本文:
————————
霍承嗣墓の図版が白黒なので、すべてが簡素に感じることもあって、冬壽は霍承嗣よりも裕福な生活をしていたような印象を受ける。
肩書きは「口口使持節都督諸軍事、平東将軍護撫夷校尉、楽浪相・昌黎・玄菟・帯方太守・都郷侯」。
冬寿は、『資治通鑑』晋紀咸康2年(336)正月乙未年条に記されている、慕容鮮卑の前燕の内乱により高句麗に亡命した、慕容皝の司馬の佟寿である。高句麗へ亡命してから中国の正史から名前が消えてしまったが、墨書墓誌に書かれた肩書きは東晋王朝からもらったものと見られる
という。

霍承嗣も冬壽も東晋に仕えた人物だった。
蛇足だが、霍承嗣と同様に冬壽も牀座の上に坐っている。胡座をかいているような膝の張り方だ。
何時の頃からか中国人は、土足のまま部屋に入り、椅子に坐り、ベッドで眠るようになったが、元々はその周辺の民族のように、靴を脱いであがり、床に坐っていたのだと、何かで読んだことがある。
それについては一度調べてみようと思いながら忘れてしまっていた。東晋の時代には床に坐っていたことが確かめられた。
それで、何故中国人は土足で部屋に入り、椅子に坐るようになったかだが、その本は、東西交流の結果だという。ローマなどの習慣が入ってきたのだと。
冬壽墓には夫人像も描かれ、夫人の牀座の幕や、夫人の着衣そのものにも金色に輝く歩揺がちりばめられていて、裕福というよりも、豪奢な生活をしていたようだ。それについてはこちら
しかし、四神図は冬壽墓には描かれていない。
つづく

※参考文献
「魏晋南北朝壁画墓の世界 絵に描かれた群雄割拠と民族移動の時代」 蘇哲 2007年 白帝社アジア史選書008
「世界遺産高句麗壁画古墳展図録」 2005年 社団法人時事通信社
「世界美術大全集東洋編10 高句麗・百済・新羅・高麗」 1998年 小学館

2012/07/24

四神6 唐の恵陵の四神図は離ればなれ



唐時代の四神のうち、青龍と白虎が墓道の入口両側の壁面に描かれていたので、忘れへんうちに補足しておこう。
『大唐皇帝陵展図録』の説明を掻い摘むと、唐の太宗は父李淵のために、かつて漢王朝を打ち立てた漢高祖劉邦の陵にならい、方形の墳丘をもつ「献陵」を造営した。しかし、自分と皇后の合葬陵は九嵕山に築いた、というより、山全体を陵とした。
「山に因って陵を為す」という山陵制度の理念は、それ以降、唐の歴代皇帝に採用されたという。
しかし、公主墓や追諡皇帝陵などは方形の墳丘墓だったらしい。
————————
資料:
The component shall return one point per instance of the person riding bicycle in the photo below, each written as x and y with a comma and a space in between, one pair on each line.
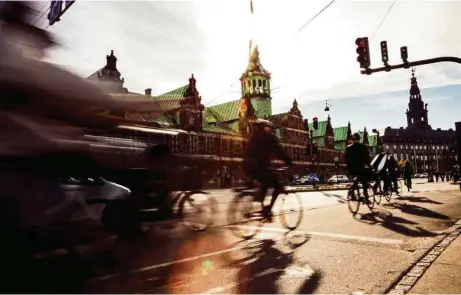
————————
課題 A:
次の(i)〜(iii)が壁画墓についての本文と合っているかを判断しなさい。それぞれ「はい」か「いいえ」で答え、決め手となる本文の語句を引用しなさい。
(i) 霍承嗣と冬壽は、どちらも東晋に仕えた人物である。
(ii) 冬壽墓には四神図が描かれている。
(iii) 唐の太宗は、自分と皇后の合葬陵として方形の墳丘をもつ献陵を造営した。
課題 B: 壁画墓についての本文の続きを、最後の文の後から書きなさい。
資料はここでは使いません。

解答 A:
(i) はい。「霍承嗣も冬壽も東晋に仕えた人物だった。」
(ii) いいえ。「しかし、四神図は冬壽墓には描かれていない。」
(iii) いいえ。「しかし、自分と皇后の合葬陵は九嵕山に築いた、というより、山全体を陵とした。」

解答 B:
譲皇帝李憲は、第5代睿宗の長子。唐隆元年(710)、李隆基によるクーデターが成功し、50歳になる睿宗が26年ぶりに皇帝位に返り咲くと、李憲は自ら皇太子の位を辞退し、果敢に兵を挙げて政権の奪還に功のあった弟隆基に譲った。
開元29年(741)、李憲が63歳で亡くなると、玄宗は「譲皇帝」の諡号を贈り、その葬儀を皇帝に準じて取り扱わせ、妃元氏と新たに造営された恵陵に合葬された。
恵陵は陝西省蒲城県の北西、睿宗橋陵の陪葬墓区の一角にある。陵園は東西217.5m、南北252.5mの方形で、四隅に角闕があり、南に門を開く。封土は陵園内の中央やや北寄りにあって、一辺60m、高さ14mの方形である。
南門の南側には神道に沿って門闕、石刻列がある。石刻は大半が失われているが、記録によればかつては華表1対、翼馬1対、儀仗馬5対、石人10対、獅子1対が存在した。
こうした陵園の構造・規模、石刻列の構成などは、いずれも墳丘形式の皇帝陵に準じており、「皇帝の礼」による造営を裏付けるものであるという。弟の隆基が後の玄宗皇帝。
東西の壁に青龍と白虎、さらにそれぞれの入り口側に飛人図、墓室側に出行儀仗図が左右対称になるように配されているという。
青龍と白虎は魔除けのために入口付近に描かれたのだろうか、それとも儀仗隊を先導しているのだろうか。
青龍図 長さ700㎝幅330㎝ 龍体長590㎝ 陝西省考古研究院蔵
恵陵の墓道には、壁面に漆喰を塗りその上に壁画が描かれている。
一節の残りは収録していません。